- _Required task_: Without including any images, repeat the data exactly.

- _Provided information_:
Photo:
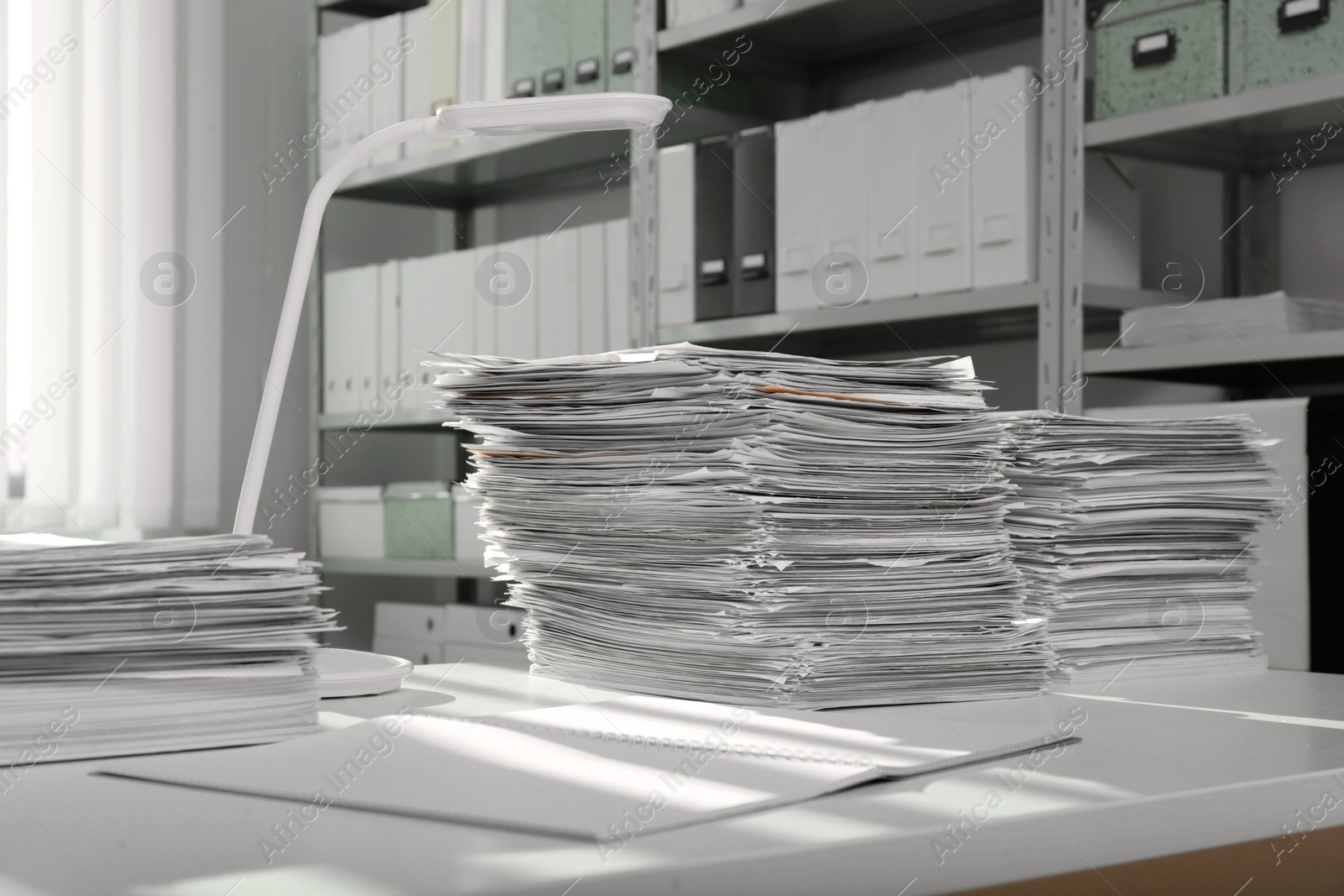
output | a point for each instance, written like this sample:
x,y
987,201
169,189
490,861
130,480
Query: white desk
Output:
x,y
1147,781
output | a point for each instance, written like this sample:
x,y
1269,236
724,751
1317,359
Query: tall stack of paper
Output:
x,y
752,527
1252,316
1136,537
151,647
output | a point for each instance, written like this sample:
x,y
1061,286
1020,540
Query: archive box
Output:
x,y
1153,54
1273,42
418,520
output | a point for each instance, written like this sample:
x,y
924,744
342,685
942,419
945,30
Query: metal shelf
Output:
x,y
490,170
436,569
1260,362
1238,132
810,33
996,300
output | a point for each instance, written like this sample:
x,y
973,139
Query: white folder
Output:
x,y
942,186
893,214
618,284
517,297
385,102
558,259
331,147
676,235
591,289
484,316
1005,121
389,328
797,194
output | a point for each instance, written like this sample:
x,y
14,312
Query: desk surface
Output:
x,y
1163,768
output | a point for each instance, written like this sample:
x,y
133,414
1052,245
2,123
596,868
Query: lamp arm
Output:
x,y
293,307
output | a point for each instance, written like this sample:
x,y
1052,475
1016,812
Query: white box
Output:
x,y
893,214
797,187
618,284
1005,177
1112,215
467,526
420,621
842,208
349,521
558,295
942,186
423,653
390,356
484,315
676,235
683,11
514,291
385,102
591,289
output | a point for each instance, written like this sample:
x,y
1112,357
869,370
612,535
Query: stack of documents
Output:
x,y
1253,316
1136,537
150,647
752,527
601,772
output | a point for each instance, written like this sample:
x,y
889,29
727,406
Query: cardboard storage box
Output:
x,y
1153,54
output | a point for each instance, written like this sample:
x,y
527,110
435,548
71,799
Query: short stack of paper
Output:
x,y
1252,316
1136,537
147,647
753,527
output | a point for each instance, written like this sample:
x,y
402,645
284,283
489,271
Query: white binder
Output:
x,y
484,317
385,102
676,235
593,338
797,187
517,297
843,202
558,275
893,212
389,329
942,186
618,284
1005,120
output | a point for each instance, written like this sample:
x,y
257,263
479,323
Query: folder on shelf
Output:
x,y
842,211
622,55
558,293
944,170
484,315
893,212
676,235
416,74
591,289
389,327
588,46
797,161
618,284
753,222
514,291
385,101
1005,132
714,186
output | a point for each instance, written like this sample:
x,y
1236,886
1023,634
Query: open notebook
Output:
x,y
598,772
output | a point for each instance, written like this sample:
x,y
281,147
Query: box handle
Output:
x,y
1299,15
1153,49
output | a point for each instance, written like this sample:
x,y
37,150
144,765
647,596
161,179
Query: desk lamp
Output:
x,y
490,118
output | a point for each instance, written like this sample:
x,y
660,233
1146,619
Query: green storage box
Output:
x,y
1273,42
418,520
1153,54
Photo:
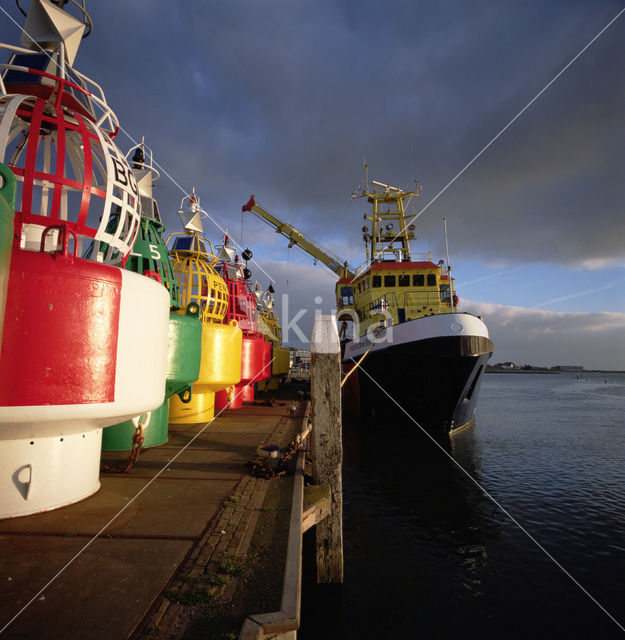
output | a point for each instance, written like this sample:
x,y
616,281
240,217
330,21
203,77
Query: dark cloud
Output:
x,y
548,338
284,99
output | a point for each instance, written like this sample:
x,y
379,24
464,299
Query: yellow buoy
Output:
x,y
220,366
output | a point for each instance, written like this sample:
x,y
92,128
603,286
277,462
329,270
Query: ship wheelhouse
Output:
x,y
393,293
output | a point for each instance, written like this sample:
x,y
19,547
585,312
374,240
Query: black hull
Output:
x,y
435,381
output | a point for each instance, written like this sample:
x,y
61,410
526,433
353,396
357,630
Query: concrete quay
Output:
x,y
125,562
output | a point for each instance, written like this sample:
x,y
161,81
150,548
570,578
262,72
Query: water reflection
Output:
x,y
427,553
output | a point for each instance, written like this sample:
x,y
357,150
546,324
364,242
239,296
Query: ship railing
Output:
x,y
421,301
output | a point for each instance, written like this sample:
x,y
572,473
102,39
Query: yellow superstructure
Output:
x,y
391,287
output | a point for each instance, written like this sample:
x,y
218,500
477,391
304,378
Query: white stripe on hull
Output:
x,y
437,326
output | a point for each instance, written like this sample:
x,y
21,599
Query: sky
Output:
x,y
286,100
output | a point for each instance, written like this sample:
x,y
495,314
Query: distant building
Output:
x,y
506,365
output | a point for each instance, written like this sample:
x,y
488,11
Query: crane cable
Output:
x,y
349,373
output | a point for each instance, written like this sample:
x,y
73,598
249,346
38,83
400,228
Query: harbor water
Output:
x,y
428,554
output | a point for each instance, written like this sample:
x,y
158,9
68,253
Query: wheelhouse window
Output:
x,y
347,295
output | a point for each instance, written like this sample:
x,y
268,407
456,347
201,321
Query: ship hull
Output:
x,y
430,372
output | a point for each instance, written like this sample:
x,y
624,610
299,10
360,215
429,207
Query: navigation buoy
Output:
x,y
150,257
84,342
193,265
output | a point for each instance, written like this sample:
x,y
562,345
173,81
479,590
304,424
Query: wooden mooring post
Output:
x,y
327,446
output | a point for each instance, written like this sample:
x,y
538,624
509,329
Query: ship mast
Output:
x,y
388,233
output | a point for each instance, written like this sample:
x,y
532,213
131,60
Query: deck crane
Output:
x,y
307,244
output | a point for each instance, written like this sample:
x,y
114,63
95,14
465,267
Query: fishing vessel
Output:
x,y
416,353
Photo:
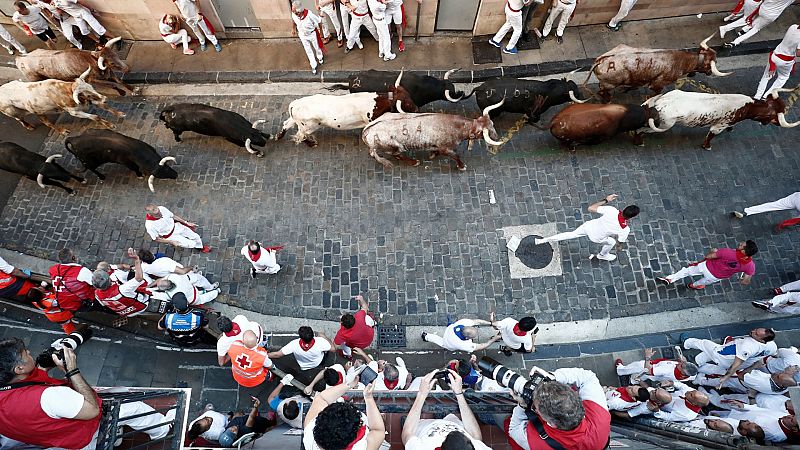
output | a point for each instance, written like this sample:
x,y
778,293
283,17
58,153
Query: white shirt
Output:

- _Response_:
Photo:
output | a point for each instance, written like this sample:
x,y
987,201
169,189
490,861
130,480
Query: white desk
Output:
x,y
1147,781
output | a point for each instance, written like this sample:
x,y
1269,236
724,751
1317,359
Query: tall stack of paper
Output:
x,y
752,527
1252,316
1136,537
151,647
output | a point for each instance, written like this sample:
x,y
1061,286
1020,540
Query: archive box
Output:
x,y
1153,54
1273,42
418,520
output | a point for each instance, written like this sample:
x,y
924,744
342,685
942,419
945,30
Query: metal shelf
Output:
x,y
490,170
436,569
1260,362
1238,132
810,33
996,300
output | a point for each instance, written like this sample:
x,y
973,139
Query: white folder
Output:
x,y
942,186
893,214
618,284
517,297
385,102
558,259
331,147
676,235
591,289
484,316
1005,121
389,328
797,194
output | a point for each instance, written like this sample:
x,y
14,312
Query: desk surface
Output:
x,y
1163,768
output | a point for each instance, written like this sample:
x,y
133,414
1052,245
2,123
596,868
Query: lamp arm
Output:
x,y
293,307
output | a point for each instance, written like this sample:
x,y
1052,475
1016,812
Query: white box
Output:
x,y
893,214
797,187
618,284
1005,177
1112,215
467,526
420,621
842,208
349,521
558,295
942,186
423,653
390,356
484,315
676,235
683,11
514,291
385,102
591,289
output | a point for each instance, written like this sample:
x,y
1112,357
869,370
612,535
Query: stack of documents
Output:
x,y
1253,316
1136,537
150,647
752,527
601,772
output | a point for each instance, written like this sample:
x,y
889,29
727,406
Query: cardboard storage box
Output:
x,y
1153,54
output | a point for each instance, written like this sample:
x,y
527,110
435,548
71,799
Query: short stack of paper
Output:
x,y
1252,316
1136,537
147,647
753,527
output | a point for each instance, written like this sample:
x,y
402,645
284,283
489,271
Query: white binder
Output:
x,y
484,317
385,102
676,235
593,338
797,187
517,297
843,202
558,275
893,212
389,329
942,186
618,284
1005,120
output | a point for each instance, written like this sample:
x,y
257,263
479,323
Query: folder on shelf
Output:
x,y
842,211
622,55
558,293
944,170
484,315
893,212
676,235
416,74
591,289
389,327
588,46
797,161
618,284
753,222
514,291
385,101
1005,132
714,186
output | a point for each instance, written like this sample:
x,y
1236,886
1023,634
Query: open notebook
Output:
x,y
598,772
output | a point for each instance, written like this sample:
x,y
281,147
Query: box handle
Output:
x,y
1299,15
1153,49
output | a point for each instance, written like this sample:
x,y
37,150
144,765
647,596
161,179
Query: desk lamp
Output:
x,y
490,118
output | a point for each instance, written like this sample:
x,y
660,233
1146,619
Query: green storage box
Output:
x,y
1273,42
418,520
1153,54
Photo:
output | a point for each instance, written like this sample:
x,y
616,281
240,217
330,21
203,77
Query: dark cloud
Output:
x,y
548,338
284,99
output | a point for each instance, written like this sample:
x,y
379,24
464,299
Query: yellow buoy
Output:
x,y
220,366
output | a point for each instance, written like this sample:
x,y
92,128
603,286
277,462
329,270
Query: ship wheelhouse
Output:
x,y
393,293
output | a point for each instance, written like this sample:
x,y
19,547
585,312
374,240
Query: black hull
Output:
x,y
435,381
output | a point for each instance, written like this sample:
x,y
61,410
526,433
353,396
357,630
Query: concrete quay
Output:
x,y
125,562
output | a point for each instance, written like this sample:
x,y
161,81
150,548
570,578
262,72
Query: water reflection
Output:
x,y
427,553
output | a point for each instance, written like this sample:
x,y
357,150
546,324
364,242
239,296
Query: ship railing
Output:
x,y
421,301
output | a point for each instance, written like this sample:
x,y
572,473
102,39
Query: yellow superstructure
Output:
x,y
391,287
output | a point for each instance, written like this sample:
x,y
218,500
477,391
304,378
Query: white stripe on hull
Output:
x,y
437,326
output | a point for each instance, written like this sample:
x,y
21,599
Query: sky
Output:
x,y
286,100
output | a point for each instance, written like this sample:
x,y
495,314
Query: distant building
Output:
x,y
506,365
output | a point for each instance, written like this sample:
x,y
488,11
Query: crane cable
Output:
x,y
349,373
output | a point for each instance, written like this sample:
x,y
73,598
249,346
38,83
400,228
Query: harbor water
Output:
x,y
428,554
output | a point for each instance, written like this sample:
x,y
158,9
68,253
Query: wheelhouse window
Output:
x,y
347,295
output | a point for each instance, written like this sample:
x,y
268,407
456,347
201,321
Query: ship hull
Output:
x,y
430,372
output | a point for each instance, written like this sample:
x,y
624,610
299,10
360,215
429,207
Query: navigation buoy
Output:
x,y
150,257
84,342
193,265
output | a point for each instance, written like this sample:
x,y
562,345
173,81
479,590
304,424
Query: wooden mooring post
Output:
x,y
327,446
output | a point for each instance, written like this sample:
x,y
538,624
509,329
Query: ship mast
Output:
x,y
388,233
output | a point for each instance, written like this sample:
x,y
532,213
131,60
Query: deck crane
Output:
x,y
307,244
output | a point for each instance, written like this sample:
x,y
114,63
95,14
465,267
Query: fishing vessel
Output:
x,y
416,353
Photo:
output | a point for each instance, written like this sample:
x,y
778,293
283,17
58,153
Query: white shirt
Output:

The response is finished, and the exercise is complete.